◆ ENTRIES SUPPLIED
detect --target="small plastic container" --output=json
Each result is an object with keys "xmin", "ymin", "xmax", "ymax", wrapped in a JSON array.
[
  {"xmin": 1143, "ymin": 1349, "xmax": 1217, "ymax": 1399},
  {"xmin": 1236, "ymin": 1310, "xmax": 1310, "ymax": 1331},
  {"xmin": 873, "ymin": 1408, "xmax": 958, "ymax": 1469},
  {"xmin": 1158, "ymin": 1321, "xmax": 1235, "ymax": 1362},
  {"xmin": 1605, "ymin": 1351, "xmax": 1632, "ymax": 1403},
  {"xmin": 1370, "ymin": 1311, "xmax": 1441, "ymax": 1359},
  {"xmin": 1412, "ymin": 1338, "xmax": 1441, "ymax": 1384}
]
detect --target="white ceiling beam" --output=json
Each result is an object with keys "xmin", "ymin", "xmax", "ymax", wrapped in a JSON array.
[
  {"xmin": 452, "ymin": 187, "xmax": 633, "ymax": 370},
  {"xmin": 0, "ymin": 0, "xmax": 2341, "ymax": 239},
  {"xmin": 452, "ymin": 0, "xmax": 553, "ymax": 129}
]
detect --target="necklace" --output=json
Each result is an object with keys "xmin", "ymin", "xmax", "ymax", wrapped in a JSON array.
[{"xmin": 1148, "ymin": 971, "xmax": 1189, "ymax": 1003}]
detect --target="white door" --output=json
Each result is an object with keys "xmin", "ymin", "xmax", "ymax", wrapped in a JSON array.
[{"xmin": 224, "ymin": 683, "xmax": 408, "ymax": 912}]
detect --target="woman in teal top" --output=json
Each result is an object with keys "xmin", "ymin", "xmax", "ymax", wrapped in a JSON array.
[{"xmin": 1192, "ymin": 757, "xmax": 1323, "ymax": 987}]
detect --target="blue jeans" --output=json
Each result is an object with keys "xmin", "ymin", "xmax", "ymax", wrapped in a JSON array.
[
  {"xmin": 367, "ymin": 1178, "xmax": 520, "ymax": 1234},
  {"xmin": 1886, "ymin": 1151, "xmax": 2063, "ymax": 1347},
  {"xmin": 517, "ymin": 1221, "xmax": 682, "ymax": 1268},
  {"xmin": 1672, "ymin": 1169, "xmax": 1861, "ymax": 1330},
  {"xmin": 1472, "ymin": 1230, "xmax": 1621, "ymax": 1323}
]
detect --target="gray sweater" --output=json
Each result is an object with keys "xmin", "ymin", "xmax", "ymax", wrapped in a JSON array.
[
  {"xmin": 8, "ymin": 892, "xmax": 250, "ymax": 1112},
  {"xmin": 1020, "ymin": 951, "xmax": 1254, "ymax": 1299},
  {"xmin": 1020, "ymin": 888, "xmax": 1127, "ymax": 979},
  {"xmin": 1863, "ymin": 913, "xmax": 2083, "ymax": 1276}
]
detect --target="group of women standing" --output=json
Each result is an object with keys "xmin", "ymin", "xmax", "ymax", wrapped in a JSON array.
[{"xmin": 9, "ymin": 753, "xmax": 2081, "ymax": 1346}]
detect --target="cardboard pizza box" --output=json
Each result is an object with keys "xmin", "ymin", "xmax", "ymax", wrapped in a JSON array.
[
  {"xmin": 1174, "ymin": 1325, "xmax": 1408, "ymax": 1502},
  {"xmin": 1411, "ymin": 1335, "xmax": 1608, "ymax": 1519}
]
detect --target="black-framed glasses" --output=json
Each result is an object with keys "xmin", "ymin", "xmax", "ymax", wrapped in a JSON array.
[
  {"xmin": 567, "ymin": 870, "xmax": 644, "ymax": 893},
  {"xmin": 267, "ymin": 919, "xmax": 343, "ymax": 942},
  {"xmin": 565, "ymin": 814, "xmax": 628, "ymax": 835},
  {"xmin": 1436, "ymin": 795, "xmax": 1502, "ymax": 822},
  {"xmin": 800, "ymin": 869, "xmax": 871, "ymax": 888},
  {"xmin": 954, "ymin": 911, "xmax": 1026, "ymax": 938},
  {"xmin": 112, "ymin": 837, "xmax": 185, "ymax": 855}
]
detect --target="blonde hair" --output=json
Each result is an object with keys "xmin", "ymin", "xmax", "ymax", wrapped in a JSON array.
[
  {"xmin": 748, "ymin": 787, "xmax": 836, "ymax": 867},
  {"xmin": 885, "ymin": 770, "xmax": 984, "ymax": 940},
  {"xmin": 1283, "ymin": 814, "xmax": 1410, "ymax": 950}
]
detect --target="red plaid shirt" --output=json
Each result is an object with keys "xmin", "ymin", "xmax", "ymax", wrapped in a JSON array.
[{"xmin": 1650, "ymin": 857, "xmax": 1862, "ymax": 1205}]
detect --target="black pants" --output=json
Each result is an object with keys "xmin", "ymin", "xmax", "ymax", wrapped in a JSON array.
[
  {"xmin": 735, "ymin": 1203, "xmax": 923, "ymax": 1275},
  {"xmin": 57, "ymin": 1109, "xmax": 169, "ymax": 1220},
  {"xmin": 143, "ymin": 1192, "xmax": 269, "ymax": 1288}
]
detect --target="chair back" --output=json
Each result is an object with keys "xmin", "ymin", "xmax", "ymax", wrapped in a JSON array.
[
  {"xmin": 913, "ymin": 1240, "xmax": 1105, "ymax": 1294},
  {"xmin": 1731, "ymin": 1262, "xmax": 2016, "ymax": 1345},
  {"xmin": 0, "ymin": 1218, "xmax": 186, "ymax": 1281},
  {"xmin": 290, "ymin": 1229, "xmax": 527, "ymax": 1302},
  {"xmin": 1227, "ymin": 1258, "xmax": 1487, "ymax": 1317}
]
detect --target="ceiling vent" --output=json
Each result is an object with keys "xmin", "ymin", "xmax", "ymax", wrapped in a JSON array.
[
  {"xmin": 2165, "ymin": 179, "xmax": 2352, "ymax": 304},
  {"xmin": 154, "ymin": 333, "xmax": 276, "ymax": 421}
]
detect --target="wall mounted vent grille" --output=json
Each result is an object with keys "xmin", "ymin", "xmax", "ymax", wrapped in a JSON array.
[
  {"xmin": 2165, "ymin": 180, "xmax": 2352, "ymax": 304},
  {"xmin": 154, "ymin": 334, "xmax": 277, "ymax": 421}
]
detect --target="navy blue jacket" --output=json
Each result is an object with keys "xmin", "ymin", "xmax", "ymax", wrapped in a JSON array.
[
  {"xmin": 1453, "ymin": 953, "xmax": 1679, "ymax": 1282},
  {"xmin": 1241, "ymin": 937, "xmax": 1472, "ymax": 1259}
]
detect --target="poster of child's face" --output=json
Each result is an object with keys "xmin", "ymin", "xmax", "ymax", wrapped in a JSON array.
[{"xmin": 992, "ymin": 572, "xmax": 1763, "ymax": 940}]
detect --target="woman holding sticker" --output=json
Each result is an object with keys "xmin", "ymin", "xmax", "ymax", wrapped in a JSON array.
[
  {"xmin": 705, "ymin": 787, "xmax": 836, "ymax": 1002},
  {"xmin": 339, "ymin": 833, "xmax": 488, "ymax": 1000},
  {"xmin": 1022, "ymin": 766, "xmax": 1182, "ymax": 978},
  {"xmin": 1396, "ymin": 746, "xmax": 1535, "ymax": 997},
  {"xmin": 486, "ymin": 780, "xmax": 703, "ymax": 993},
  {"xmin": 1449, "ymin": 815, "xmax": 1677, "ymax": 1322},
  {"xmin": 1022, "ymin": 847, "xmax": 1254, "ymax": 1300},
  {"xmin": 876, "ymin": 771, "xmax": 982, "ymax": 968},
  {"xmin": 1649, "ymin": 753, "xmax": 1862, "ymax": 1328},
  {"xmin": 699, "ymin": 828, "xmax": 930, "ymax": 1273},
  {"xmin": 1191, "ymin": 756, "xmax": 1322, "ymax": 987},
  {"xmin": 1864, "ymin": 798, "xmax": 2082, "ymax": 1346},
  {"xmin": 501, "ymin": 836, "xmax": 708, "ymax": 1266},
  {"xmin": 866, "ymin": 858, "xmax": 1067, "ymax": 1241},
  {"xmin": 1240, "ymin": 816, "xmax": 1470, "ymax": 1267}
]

◆ PROBLEM STATEMENT
Only lines with the string "woman" are wanted; please find each one in the listing and copy it.

◆ WRITTEN REPLY
detect --target="woman in teal top" --output=json
detect --target="woman holding sticker" --output=json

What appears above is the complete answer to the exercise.